• **Quoted text**
Start
Pressure Pattern Navigation

Up until now, we have assumed that you will play the odds, that is, plan your route with the expectation that the actual winds you encounter will more or less correspond to the winds that prevail during the current month over the stretch of land or water you are flying over.

However, with the right resources, you can make ad hoc adjustments to your flight plan to take advantage of the winds that are actually blowing at the time of your flight.

The lower atmosphere is characterized areas of high and low pressure; these appear, intensify, move around, stay in one place for a while, fade, or disappear altogether. In low pressure areas, the air rises, and clouds are formed. In high pressure areas, the air subsides, and is dried out. Air flows (wind blows) out from highs and into lows. However, because of the coriolis force caused by the rotation of the earth, the near-surface wind is deflected. In the northern hemisphere, the winds spiral clockwise out of highs and counter-clockwise into lows.

So, that means that if a storm system is crossing the North Atlantic at the time of your flight, you can take advantage of the winds around it by staying south of the storm when flying to the east, and north of the storm when flying to the west.

At a minimum, this pressure pattern flying requires that you have reliable meteorological information for the area you are crossing. The reports could come from ground stations, or from ships or aircraft. Preferably, you have access to reliable meteorological forecasts, because, by the time you fly from point A to point B, the winds at point B have probably changed as a result of the movement of that storm. On the Graf Zeppelin (1928-37), the navigator picked route segments in one hour flight time increments, based on weather reports and forecasts.

Unfortunately, it will be some years before there's a good network of weather stations across the shipping routes of interest, and it will be even longer before we have reliable weather forecasting.
End
• **Given data**
Start
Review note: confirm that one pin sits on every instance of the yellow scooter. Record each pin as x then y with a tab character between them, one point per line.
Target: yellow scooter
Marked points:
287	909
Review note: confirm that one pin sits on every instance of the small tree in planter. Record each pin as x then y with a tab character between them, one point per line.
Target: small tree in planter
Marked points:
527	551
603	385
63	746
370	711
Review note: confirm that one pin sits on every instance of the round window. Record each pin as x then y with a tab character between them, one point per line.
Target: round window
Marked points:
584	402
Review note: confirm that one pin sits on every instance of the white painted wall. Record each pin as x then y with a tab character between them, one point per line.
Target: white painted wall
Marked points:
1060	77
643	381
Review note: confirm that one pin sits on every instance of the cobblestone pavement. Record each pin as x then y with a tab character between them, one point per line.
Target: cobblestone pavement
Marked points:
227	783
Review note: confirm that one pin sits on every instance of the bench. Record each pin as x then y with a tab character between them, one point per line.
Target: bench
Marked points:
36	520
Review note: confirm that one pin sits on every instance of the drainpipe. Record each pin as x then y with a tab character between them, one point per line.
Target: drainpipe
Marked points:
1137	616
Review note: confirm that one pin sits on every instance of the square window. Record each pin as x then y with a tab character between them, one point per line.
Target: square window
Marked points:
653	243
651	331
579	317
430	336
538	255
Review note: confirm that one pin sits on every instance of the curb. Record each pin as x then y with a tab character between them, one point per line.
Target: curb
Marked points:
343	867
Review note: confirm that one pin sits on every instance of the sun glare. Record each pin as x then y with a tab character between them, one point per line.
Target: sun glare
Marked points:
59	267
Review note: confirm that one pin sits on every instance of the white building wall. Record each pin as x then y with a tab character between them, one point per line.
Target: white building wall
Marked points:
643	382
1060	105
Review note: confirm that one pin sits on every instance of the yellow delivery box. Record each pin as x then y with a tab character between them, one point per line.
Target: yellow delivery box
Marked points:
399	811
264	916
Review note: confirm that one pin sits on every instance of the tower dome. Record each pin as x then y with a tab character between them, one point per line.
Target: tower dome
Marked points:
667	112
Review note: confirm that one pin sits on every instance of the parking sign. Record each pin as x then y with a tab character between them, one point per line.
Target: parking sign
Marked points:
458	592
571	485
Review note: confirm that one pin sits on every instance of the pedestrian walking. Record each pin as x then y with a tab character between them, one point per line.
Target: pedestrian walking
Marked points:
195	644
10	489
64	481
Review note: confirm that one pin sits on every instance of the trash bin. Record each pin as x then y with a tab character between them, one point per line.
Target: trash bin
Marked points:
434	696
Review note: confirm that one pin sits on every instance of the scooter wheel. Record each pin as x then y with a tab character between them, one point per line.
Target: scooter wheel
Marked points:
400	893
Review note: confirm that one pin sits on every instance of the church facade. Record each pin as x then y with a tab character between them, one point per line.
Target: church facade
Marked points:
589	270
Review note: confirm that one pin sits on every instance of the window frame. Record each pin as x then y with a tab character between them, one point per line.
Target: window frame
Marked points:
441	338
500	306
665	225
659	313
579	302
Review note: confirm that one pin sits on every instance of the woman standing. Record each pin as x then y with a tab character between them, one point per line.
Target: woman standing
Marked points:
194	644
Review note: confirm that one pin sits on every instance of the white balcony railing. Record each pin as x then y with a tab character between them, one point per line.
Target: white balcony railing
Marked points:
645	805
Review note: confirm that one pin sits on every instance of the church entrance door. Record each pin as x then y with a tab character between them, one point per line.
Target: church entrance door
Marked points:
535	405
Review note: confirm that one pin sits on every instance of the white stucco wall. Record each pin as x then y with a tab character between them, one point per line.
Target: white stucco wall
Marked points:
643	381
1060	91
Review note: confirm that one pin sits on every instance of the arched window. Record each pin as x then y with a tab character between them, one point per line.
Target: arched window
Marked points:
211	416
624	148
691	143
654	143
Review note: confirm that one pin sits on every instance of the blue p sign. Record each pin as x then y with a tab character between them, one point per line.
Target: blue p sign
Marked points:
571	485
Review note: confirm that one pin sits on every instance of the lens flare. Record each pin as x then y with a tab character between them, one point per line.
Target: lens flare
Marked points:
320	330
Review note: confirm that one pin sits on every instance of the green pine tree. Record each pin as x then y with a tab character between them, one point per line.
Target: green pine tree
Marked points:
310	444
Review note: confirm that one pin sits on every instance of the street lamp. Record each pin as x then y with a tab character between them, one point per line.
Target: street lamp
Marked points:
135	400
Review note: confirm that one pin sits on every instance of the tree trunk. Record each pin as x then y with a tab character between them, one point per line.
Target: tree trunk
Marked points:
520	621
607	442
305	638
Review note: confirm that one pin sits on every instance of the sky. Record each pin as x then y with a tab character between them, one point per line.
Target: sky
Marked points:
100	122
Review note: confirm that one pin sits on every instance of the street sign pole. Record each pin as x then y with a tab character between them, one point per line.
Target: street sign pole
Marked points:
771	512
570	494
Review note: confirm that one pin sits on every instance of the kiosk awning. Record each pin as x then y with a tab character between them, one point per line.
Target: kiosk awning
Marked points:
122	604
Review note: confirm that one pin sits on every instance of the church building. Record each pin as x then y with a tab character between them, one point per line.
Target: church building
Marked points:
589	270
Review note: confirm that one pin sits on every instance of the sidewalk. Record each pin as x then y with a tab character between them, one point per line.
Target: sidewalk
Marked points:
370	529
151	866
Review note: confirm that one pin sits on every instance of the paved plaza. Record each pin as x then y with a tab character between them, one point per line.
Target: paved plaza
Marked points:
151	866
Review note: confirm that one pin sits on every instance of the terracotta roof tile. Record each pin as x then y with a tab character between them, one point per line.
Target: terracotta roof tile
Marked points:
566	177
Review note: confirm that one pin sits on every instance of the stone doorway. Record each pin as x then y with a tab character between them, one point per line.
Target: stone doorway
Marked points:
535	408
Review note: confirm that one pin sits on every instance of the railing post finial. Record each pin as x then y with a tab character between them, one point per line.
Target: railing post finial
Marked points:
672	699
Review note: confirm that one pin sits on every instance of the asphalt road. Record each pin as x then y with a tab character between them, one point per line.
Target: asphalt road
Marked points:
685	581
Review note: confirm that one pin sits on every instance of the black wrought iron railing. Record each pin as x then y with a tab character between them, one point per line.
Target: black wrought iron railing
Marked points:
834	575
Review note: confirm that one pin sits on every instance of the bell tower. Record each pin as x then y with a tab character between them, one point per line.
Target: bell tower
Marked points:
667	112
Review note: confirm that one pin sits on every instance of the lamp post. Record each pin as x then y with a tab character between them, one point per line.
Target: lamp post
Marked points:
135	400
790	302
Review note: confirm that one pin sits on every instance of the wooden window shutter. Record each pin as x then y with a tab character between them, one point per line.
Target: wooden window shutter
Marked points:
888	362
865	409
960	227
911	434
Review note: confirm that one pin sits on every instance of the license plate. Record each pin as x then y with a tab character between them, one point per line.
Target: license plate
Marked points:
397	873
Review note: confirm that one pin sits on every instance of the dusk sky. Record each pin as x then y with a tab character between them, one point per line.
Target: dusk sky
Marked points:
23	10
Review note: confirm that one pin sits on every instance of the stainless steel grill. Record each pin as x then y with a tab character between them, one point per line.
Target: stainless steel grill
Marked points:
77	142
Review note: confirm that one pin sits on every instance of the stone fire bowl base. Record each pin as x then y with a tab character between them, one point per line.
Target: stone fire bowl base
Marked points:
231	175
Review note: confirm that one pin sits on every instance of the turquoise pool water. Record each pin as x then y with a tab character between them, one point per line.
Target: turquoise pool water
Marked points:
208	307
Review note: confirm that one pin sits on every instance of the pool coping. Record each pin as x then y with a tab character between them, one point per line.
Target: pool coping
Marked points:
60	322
End
• **Problem 1**
In the text on pressure pattern navigation, in what increments did the Graf Zeppelin's navigator pick route segments?
• **Problem 2**
Extend the text on pressure pattern navigation with another paragraph, starting after its final sentence.

• **Result 1**
In one hour flight time increments, based on weather reports and forecasts.

• **Result 2**
The next stage in the evolution of pressure pattern flying was made possible by the invention of the radar altimeter. Previously, the aircraft altimeter inferred the altitude on the basis of the barometric pressure. Since the radar altimeter measured altitude directly, that meant that a barometer could be used to measure the air pressure at the known altitude. Winds, especially at high altitude, tend to follow the curves of constant pressure (isobars) so you could use the barometer (pressure altimeter) , adjusted for your altitude, to follow the wind. If you found that your pressure was dropping, it would warn you that you were getting closer to the center of the storm.

Predicting when the 1632 universe will develop radar altimeters is well beyond my area of competence, but I would not expect them until the 1640s at the earliest.

The Graf Zeppelin determined height "by firing a shotgun and calculating altitude from the time delay of the returning echo." (Miller; Dick 61). The Hindenburg had a fancier sonic altimeter, using "a compressed air whistle at station 228, whose sound bounced off the ground and was picked up by a receiver at station 188. (Dick 88; airships.net). Yet another trick, used on both the Graf Zeppelin and the Hindenburg, was to drop a water bottle overboard, and time its fall with a stopwatch (Dick 61-62).

The Graf Zeppelin also is said to have dropped smudge pots and observed the smoke to determine wind direction and speed (Miller) , but that would only speak to surface wind velocity.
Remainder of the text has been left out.